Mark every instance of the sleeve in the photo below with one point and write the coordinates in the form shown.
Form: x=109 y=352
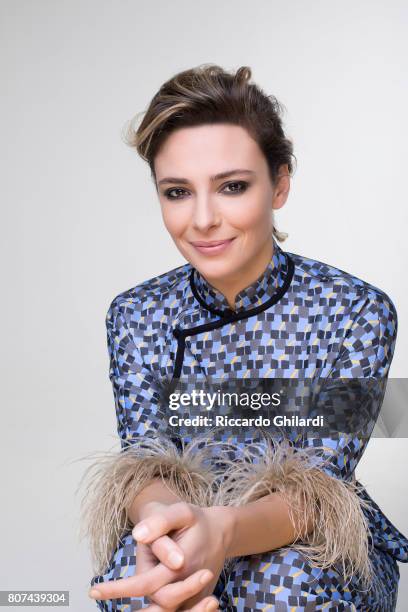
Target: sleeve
x=315 y=475
x=147 y=450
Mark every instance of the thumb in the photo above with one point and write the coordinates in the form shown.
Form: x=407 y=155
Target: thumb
x=173 y=516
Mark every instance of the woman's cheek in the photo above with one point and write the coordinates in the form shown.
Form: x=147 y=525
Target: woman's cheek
x=175 y=221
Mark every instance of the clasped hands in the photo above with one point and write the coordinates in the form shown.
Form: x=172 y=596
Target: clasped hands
x=180 y=554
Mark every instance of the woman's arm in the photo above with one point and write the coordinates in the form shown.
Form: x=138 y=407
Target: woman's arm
x=259 y=526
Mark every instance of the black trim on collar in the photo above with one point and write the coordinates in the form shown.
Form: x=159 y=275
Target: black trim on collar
x=230 y=314
x=226 y=316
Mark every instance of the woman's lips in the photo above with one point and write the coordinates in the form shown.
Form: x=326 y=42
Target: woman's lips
x=212 y=247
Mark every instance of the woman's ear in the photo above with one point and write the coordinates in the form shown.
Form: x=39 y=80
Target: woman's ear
x=282 y=187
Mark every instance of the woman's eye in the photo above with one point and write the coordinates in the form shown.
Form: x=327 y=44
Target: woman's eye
x=234 y=188
x=242 y=186
x=169 y=191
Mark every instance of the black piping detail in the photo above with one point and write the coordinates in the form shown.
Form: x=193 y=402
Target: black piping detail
x=226 y=316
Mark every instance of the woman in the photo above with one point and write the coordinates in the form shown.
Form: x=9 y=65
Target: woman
x=276 y=522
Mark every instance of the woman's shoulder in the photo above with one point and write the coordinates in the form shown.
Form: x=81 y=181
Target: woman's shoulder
x=152 y=295
x=341 y=284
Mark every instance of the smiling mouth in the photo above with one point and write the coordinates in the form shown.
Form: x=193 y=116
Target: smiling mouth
x=213 y=247
x=210 y=243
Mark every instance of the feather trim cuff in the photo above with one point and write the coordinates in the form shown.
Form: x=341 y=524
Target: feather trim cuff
x=340 y=532
x=114 y=479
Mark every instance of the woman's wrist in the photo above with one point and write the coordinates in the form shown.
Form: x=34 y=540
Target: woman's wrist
x=155 y=492
x=225 y=521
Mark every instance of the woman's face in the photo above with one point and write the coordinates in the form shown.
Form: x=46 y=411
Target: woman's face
x=213 y=185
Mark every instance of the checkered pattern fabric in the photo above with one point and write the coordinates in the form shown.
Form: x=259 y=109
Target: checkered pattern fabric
x=301 y=318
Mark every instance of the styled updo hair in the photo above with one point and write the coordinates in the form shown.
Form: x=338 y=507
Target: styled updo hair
x=208 y=94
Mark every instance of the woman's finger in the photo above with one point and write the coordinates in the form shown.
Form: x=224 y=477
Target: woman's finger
x=173 y=516
x=208 y=604
x=135 y=586
x=173 y=594
x=168 y=552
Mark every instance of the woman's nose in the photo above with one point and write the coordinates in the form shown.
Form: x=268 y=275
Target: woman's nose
x=205 y=213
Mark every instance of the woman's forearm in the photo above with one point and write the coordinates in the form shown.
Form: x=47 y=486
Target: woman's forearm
x=259 y=526
x=155 y=491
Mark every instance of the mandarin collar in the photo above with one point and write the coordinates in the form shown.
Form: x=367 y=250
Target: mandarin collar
x=257 y=293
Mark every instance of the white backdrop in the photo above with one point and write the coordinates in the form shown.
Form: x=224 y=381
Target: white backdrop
x=81 y=222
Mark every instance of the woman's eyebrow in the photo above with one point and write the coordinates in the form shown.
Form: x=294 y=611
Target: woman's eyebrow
x=216 y=177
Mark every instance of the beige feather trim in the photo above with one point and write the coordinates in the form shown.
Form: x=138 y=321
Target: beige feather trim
x=115 y=478
x=340 y=534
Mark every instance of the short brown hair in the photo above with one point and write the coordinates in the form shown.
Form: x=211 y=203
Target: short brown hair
x=208 y=94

§ ACTIVITY:
Repeat the records above word for word. Pictures stay out of the copy.

§ ANSWER FOR THIS EXERCISE:
Mark every instance of the sleeve in the photo below with one point and write the coordinates in the form shown.
Form: x=109 y=352
Target: sleeve
x=315 y=475
x=147 y=450
Mark every instance of the thumb in the photo above with one point and write the coordinates in the form shown.
Form: x=407 y=155
Target: thumb
x=173 y=516
Mark every instance of the woman's cheek in the photo above with one point and write the coordinates in the form shown.
Form: x=147 y=525
Target: woman's cheek
x=175 y=221
Mark every instance of the clasped hands in the photo above with one point and write the coordinates in the form shown.
Form: x=172 y=596
Target: clasped hands
x=180 y=554
Mark every instance of the woman's arm in the photo above with one point and write the coordinates in the form shown.
Form: x=138 y=407
Target: woman's arm
x=259 y=526
Mark every instance of the black trim on collar in the photo above with one point and write the coordinates in the form shown.
Form: x=159 y=275
Target: black trim on collar
x=230 y=314
x=226 y=316
Mark every instance of the woman's lips in the photo above with one point and write the coordinates in the form shown.
Form: x=326 y=42
Target: woman's lips
x=212 y=247
Mark every instance of the woman's ear in the photo above with one point and write the coordinates in the form shown.
Form: x=39 y=80
Target: woman's ear
x=282 y=187
Mark every instance of the woman's eye in the photo above with one point and write the coordinates in the form shown.
Form: x=327 y=44
Target: woman's eye
x=234 y=188
x=242 y=186
x=169 y=191
Mark every instance of the black piping detail in the photo above with one point and write the coordinates in the form shown.
Form: x=193 y=402
Target: black piping detail
x=226 y=316
Mark every instance of the woman in the photo above with one point and write the coordinates in the form shown.
Form: x=9 y=65
Target: woman
x=276 y=522
Mark every instance of the woman's shoulder in the photo above with one point and write the coordinates in the form shown.
Form: x=81 y=181
Target: woman's shoulder
x=152 y=295
x=341 y=284
Mark every instance of the smiling mouth in the photo above with one point and write the coordinates in the form shown.
Form: x=193 y=116
Target: smiling mouth
x=213 y=247
x=210 y=243
Mark every instance of the feather trim cuff in the photo above with one point and write the coordinates in the form shown.
Form: x=341 y=524
Target: feather trim cuff
x=340 y=532
x=114 y=479
Mark every instance of the woman's wrist in the photo above with one point and write the coordinates in the form shown.
Form: x=34 y=540
Target: woman's wrist
x=155 y=492
x=225 y=521
Mark every instance of the woman's face in the photo above with one point and write the coordinates in the form shown.
Form: x=46 y=411
Target: woman's face
x=213 y=185
Mark every instance of the checkered pattern fabric in the photo above with one point and write the coordinates in the form shown.
Form: x=259 y=109
Target: checkered pattern fabric
x=301 y=318
Mark every instance of the styled updo hair in the photo above with one point and write the coordinates in the form shown.
Form: x=338 y=507
Target: styled updo hair
x=208 y=94
Mark every instance of the woman's finger in the photo above with one point and write the coordinates in the form shown.
Form: x=224 y=477
Target: woman's finger
x=173 y=516
x=208 y=604
x=135 y=586
x=173 y=594
x=168 y=552
Mark every instance of the woman's nose in the photo above with one point and write the coordinates in the form shown.
Form: x=268 y=275
Target: woman's nose
x=205 y=213
Mark every instance of the woman's forearm in the photo above with one point and write the coordinates in the form shown.
Form: x=47 y=486
Target: woman's forearm
x=259 y=526
x=155 y=491
Mark every instance of the mandarin collar in the photo above with one point and write the coordinates in the form shown.
Form: x=367 y=250
Target: mandarin collar
x=257 y=293
Mark every instance of the white backdrop in the photo above with one point and write the coordinates in the form shown.
Form: x=224 y=381
Target: white backdrop
x=81 y=222
Mark every instance of the woman's eyebrow in the photo above with one point and write the coordinates in the form shown.
Form: x=294 y=611
Target: woman's eyebrow
x=216 y=177
Mark every instance of the beige feather trim in the photo above with one point and write the coordinates in the form shown.
Form: x=138 y=321
Target: beige feather trim
x=115 y=478
x=340 y=534
Mark every instance of the short brown hair in the photo above with one point and write the coordinates in the form shown.
Form: x=211 y=203
Target: short brown hair
x=208 y=94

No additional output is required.